Below are the records; give again exactly the lines that run from the one with "For the sports highlight reel, tag every gold" through the last line.

:: Record excerpts

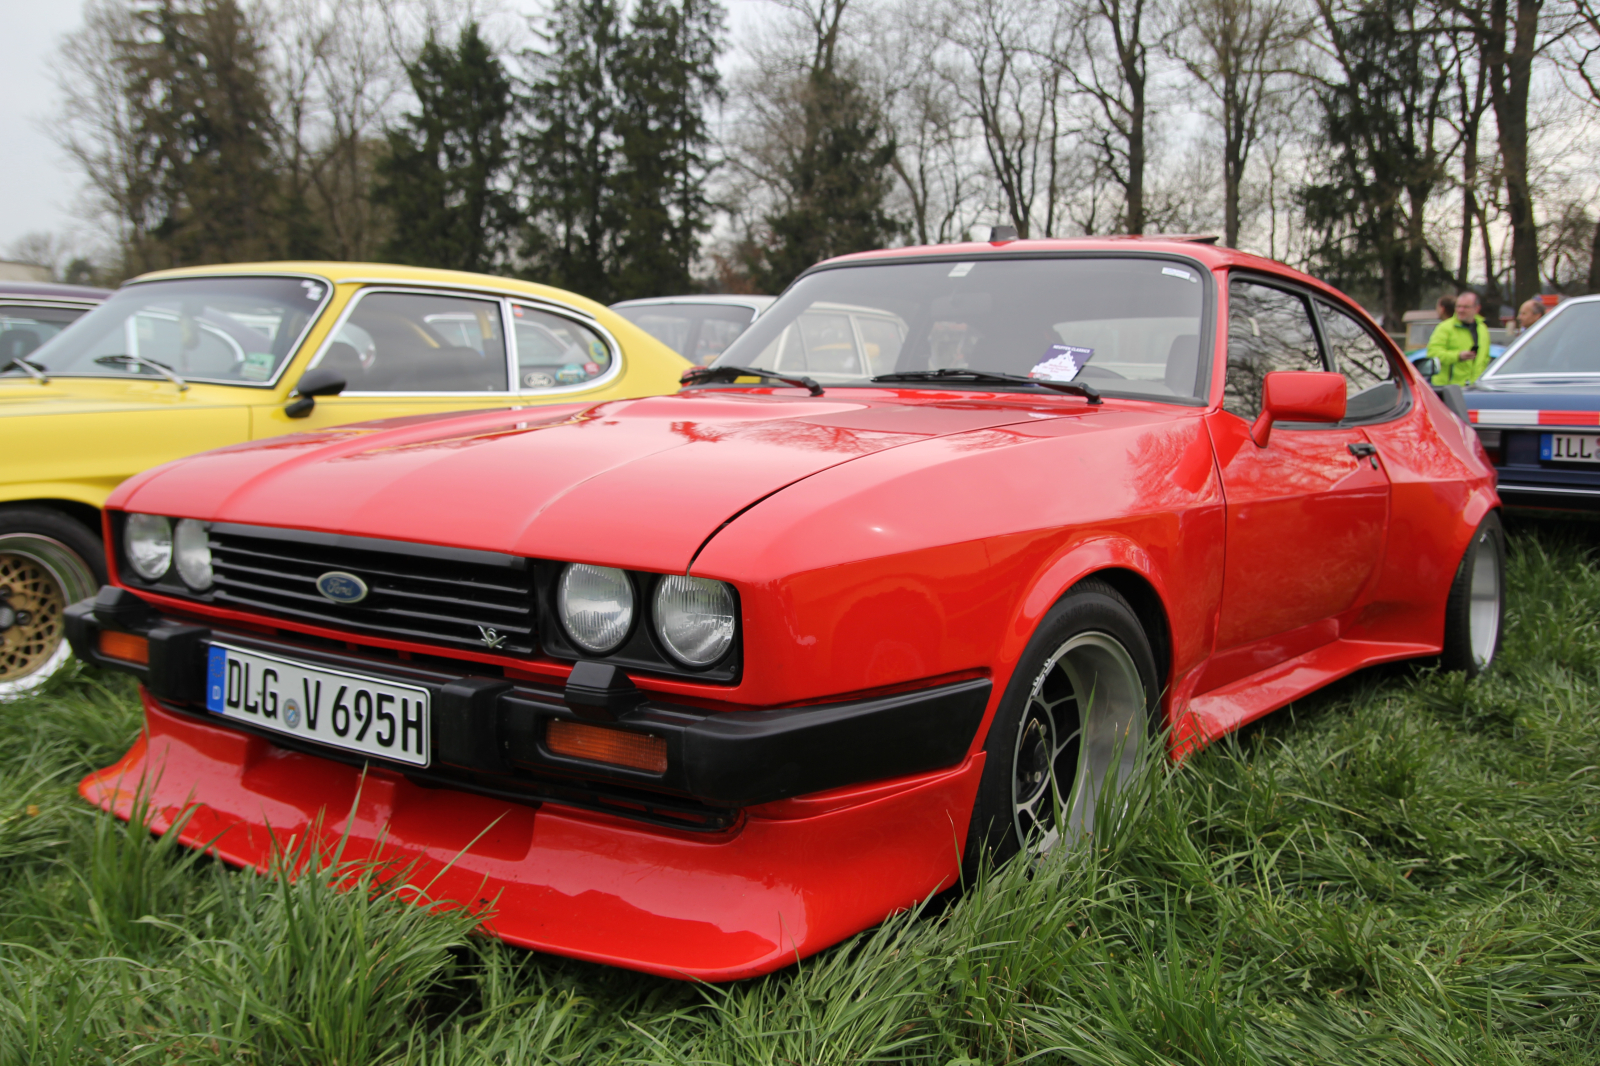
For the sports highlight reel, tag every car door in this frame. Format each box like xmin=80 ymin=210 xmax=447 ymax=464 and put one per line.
xmin=1204 ymin=275 xmax=1392 ymax=664
xmin=252 ymin=288 xmax=515 ymax=435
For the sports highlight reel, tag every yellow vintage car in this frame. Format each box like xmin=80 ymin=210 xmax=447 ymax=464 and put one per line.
xmin=0 ymin=262 xmax=690 ymax=697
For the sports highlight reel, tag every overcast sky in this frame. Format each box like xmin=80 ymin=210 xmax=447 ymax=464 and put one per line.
xmin=1 ymin=1 xmax=90 ymax=255
xmin=0 ymin=0 xmax=772 ymax=264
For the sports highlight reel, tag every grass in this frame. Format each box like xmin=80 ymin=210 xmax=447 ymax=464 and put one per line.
xmin=3 ymin=515 xmax=1599 ymax=1064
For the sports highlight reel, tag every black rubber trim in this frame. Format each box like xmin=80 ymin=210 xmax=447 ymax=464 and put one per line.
xmin=69 ymin=592 xmax=993 ymax=817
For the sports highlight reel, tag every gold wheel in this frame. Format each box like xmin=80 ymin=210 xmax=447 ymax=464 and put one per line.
xmin=0 ymin=533 xmax=97 ymax=699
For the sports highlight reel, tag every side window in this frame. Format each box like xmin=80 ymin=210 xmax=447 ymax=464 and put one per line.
xmin=1224 ymin=279 xmax=1325 ymax=420
xmin=511 ymin=304 xmax=612 ymax=390
xmin=322 ymin=292 xmax=508 ymax=393
xmin=1316 ymin=298 xmax=1401 ymax=421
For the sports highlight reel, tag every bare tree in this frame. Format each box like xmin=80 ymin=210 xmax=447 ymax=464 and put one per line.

::::

» **The completed task**:
For the sports highlight reel, tag every gold wheel in this frame. Format each box like xmin=80 ymin=210 xmax=447 ymax=464 and put one per line.
xmin=0 ymin=533 xmax=97 ymax=699
For the sports highlight reel, tag every side window in this frame. Format each box like xmin=80 ymin=210 xmax=447 ymax=464 and put one per line.
xmin=1224 ymin=279 xmax=1325 ymax=420
xmin=511 ymin=304 xmax=612 ymax=390
xmin=322 ymin=292 xmax=508 ymax=393
xmin=1316 ymin=298 xmax=1401 ymax=421
For the sports highlight reel, tag every bare tree in this frame. Format each box like xmin=80 ymin=210 xmax=447 ymax=464 and put one per line.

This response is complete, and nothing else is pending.